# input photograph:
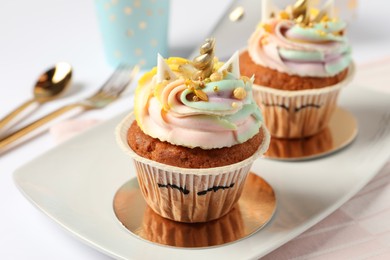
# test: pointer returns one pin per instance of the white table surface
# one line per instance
(36, 34)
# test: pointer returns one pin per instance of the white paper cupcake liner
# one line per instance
(189, 195)
(299, 113)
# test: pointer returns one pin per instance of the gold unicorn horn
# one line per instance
(204, 63)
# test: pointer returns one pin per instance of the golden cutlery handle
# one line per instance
(31, 127)
(8, 118)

:::

Short exercise. Please convert the records above into a Markdown table with two columns, "Row" for the row number and "Line" for the line, leaving out blank lines. Leave the pictures out of the answer.

Response.
| Row | Line |
|---|---|
| 1 | # input photograph: |
| 2 | # test: pointer returns one pin per instance of the white table surface |
| 3 | # one line per instance |
| 4 | (36, 34) |
| 5 | # test: pointer returns one pin per instance of the white paper cupcake liner |
| 6 | # one line per instance |
| 7 | (189, 195) |
| 8 | (299, 113) |
| 9 | # test: pointer returns one pin per instance of the gold unicorn horn |
| 10 | # one line per instance |
| 11 | (204, 63) |
| 12 | # test: pointer returns one pin per instance of the golden cutlery handle |
| 13 | # one line per instance |
| 14 | (31, 127) |
| 15 | (8, 118) |